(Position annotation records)
☆ ☆ ☆ ☆ ☆ ☆ ☆
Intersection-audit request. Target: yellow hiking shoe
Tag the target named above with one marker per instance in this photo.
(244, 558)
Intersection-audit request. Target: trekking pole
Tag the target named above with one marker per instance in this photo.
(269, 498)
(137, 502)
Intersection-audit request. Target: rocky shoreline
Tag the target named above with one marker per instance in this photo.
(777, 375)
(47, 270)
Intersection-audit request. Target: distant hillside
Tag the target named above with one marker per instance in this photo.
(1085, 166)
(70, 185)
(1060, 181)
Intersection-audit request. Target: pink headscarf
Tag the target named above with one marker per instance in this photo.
☆ ☆ ☆ ☆ ☆ ☆ ☆
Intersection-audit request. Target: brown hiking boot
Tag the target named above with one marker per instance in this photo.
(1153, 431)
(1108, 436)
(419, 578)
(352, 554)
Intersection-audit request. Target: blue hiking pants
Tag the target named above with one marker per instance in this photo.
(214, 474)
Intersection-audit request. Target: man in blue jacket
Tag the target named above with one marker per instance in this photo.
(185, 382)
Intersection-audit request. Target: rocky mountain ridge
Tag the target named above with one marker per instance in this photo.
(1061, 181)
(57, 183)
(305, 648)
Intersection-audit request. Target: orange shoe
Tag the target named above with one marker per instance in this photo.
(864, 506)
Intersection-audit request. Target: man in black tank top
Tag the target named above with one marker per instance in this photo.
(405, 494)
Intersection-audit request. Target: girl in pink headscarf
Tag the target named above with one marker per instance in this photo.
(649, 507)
☆ ☆ ☆ ☆ ☆ ☆ ☆
■ **What the exercise asks**
Copy out each line of the material above that contains the string "Intersection".

■ **Finished task**
Intersection-audit request. Target: yellow hiking shoe
Intersection-audit request. Target: trekking pole
Intersection-audit request. Target: rocky shoreline
Intersection-audit request. Target: distant hillside
Intersection-audit request. Target: pink headscarf
Intersection-audit request. Target: brown hiking boot
Intersection-audit request. Target: blue hiking pants
Intersection-audit request. Target: man in blue jacket
Intersection-audit request. Target: rocky mountain ridge
Intersection-audit request. Target: orange shoe
Intersection-audit request. Target: man in black tank top
Intersection-audit request. Target: girl in pink headscarf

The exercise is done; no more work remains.